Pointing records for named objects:
# # # # # # #
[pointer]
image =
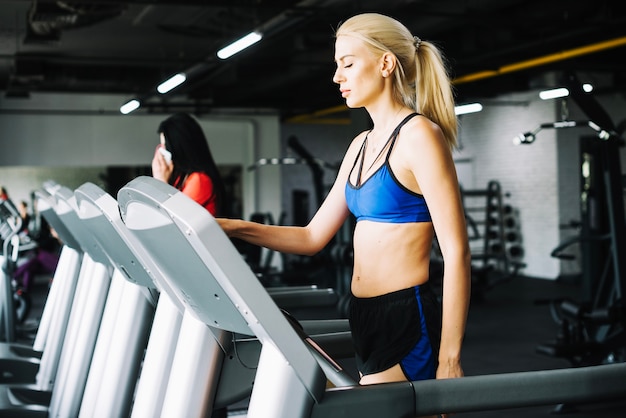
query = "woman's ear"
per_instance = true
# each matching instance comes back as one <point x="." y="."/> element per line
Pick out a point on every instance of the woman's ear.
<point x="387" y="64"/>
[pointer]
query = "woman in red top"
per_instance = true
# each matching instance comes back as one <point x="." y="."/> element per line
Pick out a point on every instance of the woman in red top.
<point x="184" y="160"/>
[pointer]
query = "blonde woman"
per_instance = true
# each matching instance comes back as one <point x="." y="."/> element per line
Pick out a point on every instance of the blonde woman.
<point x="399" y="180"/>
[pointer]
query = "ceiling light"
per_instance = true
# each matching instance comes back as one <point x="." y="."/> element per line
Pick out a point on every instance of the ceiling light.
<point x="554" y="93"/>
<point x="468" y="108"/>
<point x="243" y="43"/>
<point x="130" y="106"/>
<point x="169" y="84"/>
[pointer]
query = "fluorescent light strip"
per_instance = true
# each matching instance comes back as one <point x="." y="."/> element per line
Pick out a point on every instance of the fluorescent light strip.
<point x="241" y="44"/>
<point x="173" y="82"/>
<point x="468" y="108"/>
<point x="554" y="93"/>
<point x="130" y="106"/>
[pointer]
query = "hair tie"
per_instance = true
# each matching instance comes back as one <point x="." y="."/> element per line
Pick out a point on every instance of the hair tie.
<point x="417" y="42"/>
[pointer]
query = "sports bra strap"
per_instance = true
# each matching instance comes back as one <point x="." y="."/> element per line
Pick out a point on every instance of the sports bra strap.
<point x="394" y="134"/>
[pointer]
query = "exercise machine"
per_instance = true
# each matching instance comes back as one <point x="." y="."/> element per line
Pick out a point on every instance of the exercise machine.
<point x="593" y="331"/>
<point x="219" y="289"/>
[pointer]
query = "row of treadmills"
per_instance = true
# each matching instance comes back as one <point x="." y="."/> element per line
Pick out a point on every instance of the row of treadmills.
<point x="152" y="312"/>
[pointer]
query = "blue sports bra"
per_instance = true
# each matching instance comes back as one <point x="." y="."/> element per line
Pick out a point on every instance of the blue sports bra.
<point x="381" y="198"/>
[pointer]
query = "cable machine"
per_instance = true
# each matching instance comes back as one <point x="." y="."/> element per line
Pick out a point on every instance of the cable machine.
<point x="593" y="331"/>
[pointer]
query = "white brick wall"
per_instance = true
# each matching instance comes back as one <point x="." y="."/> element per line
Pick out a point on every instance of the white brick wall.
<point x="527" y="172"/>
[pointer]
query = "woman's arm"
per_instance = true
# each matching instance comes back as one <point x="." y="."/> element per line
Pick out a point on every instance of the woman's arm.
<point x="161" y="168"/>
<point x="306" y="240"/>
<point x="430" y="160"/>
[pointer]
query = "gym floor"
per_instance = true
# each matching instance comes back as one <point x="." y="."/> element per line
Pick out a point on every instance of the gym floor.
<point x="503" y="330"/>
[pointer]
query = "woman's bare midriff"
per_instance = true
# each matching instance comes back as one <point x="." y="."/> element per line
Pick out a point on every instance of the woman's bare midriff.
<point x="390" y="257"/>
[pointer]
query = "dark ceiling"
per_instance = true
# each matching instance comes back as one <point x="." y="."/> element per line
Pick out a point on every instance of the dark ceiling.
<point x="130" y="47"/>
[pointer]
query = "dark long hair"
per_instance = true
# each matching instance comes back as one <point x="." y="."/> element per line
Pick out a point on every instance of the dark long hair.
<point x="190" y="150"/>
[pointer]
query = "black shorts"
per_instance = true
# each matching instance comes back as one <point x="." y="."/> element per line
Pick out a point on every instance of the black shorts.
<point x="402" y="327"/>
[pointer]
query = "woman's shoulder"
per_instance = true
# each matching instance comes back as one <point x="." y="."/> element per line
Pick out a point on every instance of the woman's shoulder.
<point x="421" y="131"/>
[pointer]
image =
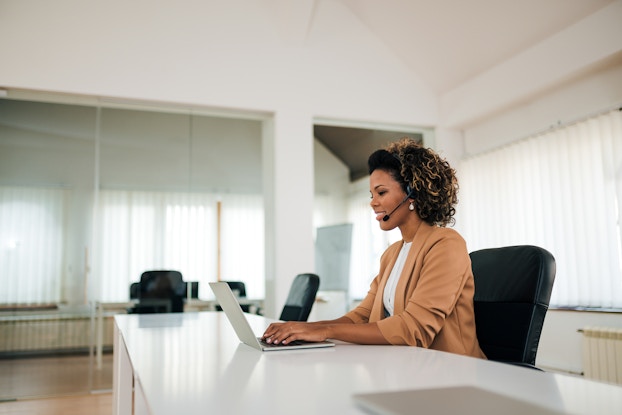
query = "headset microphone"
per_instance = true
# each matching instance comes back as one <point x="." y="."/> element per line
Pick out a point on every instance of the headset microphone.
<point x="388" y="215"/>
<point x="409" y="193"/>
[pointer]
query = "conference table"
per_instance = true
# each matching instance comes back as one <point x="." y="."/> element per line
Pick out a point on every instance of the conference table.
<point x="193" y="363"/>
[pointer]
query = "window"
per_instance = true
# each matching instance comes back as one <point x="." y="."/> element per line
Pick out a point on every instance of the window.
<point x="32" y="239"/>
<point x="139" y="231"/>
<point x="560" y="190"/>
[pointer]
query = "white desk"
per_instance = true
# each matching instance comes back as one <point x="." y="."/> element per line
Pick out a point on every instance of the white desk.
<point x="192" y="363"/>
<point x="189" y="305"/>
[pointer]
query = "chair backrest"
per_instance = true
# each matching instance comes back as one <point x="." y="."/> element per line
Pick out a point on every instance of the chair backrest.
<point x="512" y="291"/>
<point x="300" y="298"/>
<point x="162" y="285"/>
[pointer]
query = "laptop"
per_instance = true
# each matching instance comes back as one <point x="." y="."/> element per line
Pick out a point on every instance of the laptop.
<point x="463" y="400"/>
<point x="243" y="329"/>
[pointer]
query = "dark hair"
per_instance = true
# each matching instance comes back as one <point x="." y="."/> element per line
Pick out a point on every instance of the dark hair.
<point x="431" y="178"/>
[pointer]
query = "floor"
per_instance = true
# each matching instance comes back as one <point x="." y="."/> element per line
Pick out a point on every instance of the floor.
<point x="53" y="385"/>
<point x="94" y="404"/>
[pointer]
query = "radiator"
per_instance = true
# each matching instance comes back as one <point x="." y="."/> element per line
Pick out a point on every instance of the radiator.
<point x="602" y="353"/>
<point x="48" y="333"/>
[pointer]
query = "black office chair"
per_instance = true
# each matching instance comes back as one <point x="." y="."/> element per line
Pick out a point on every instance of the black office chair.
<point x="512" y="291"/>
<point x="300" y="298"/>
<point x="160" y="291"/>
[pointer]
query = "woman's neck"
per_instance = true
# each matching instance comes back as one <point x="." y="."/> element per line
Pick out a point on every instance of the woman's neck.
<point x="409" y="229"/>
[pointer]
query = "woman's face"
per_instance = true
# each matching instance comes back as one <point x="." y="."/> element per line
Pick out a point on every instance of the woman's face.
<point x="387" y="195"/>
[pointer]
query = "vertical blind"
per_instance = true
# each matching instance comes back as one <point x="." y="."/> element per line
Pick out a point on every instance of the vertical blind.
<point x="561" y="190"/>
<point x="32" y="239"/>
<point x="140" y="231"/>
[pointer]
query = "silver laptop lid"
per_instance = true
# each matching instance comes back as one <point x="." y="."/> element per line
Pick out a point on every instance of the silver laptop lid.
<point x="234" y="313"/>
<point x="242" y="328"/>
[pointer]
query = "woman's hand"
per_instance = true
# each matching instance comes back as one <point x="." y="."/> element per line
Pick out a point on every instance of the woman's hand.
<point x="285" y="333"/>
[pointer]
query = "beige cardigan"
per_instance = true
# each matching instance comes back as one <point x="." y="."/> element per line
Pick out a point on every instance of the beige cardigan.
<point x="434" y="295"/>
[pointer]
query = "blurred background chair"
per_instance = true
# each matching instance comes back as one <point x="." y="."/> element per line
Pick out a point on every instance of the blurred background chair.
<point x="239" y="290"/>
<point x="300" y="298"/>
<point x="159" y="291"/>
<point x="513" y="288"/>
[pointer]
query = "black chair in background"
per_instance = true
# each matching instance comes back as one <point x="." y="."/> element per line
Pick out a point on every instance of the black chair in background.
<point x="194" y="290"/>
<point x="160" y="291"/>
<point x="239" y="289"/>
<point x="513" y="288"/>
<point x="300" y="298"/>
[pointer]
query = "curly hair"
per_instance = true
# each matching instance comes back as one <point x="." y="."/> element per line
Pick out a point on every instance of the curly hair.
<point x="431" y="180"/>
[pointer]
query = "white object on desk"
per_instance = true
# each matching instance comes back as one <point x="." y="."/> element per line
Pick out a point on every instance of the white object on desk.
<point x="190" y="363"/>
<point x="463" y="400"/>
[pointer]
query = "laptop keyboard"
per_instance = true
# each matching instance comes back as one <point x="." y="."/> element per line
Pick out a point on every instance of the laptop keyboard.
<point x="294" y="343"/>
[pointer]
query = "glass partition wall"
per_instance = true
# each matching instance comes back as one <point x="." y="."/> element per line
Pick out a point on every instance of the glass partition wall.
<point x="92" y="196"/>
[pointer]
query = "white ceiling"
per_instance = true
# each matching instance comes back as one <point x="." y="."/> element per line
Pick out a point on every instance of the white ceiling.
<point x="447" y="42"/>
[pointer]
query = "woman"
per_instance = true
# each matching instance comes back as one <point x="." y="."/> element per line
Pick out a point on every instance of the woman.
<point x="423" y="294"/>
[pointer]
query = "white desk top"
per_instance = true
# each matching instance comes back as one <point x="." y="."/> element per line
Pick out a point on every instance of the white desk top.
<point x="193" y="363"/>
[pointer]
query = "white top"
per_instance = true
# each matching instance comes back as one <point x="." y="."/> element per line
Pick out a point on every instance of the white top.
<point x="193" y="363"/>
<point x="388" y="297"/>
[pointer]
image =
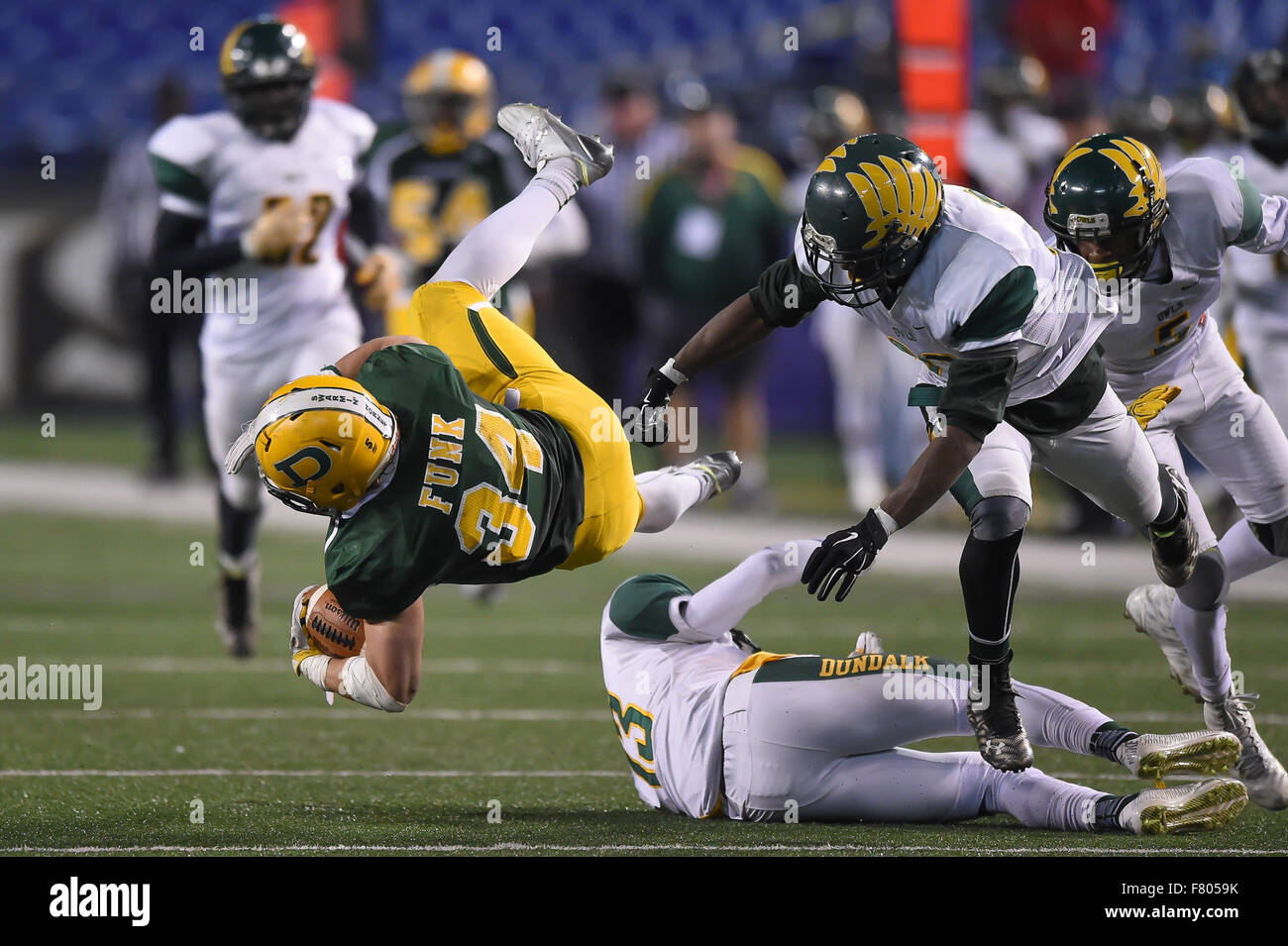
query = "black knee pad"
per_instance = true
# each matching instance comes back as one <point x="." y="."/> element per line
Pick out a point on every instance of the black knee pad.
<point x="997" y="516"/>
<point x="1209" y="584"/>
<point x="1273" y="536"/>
# # # # # # #
WHAT YOU NEED TO DO | Report each line of the items above that contains the string "dark". Case counts.

TASK OUTPUT |
query = "dark ceiling"
Pick out a point on every instance of the dark ceiling.
query = "dark long hair"
Pick out a point on every instance of the dark long hair.
query = "dark hair"
Pick out a point on every instance of the dark hair.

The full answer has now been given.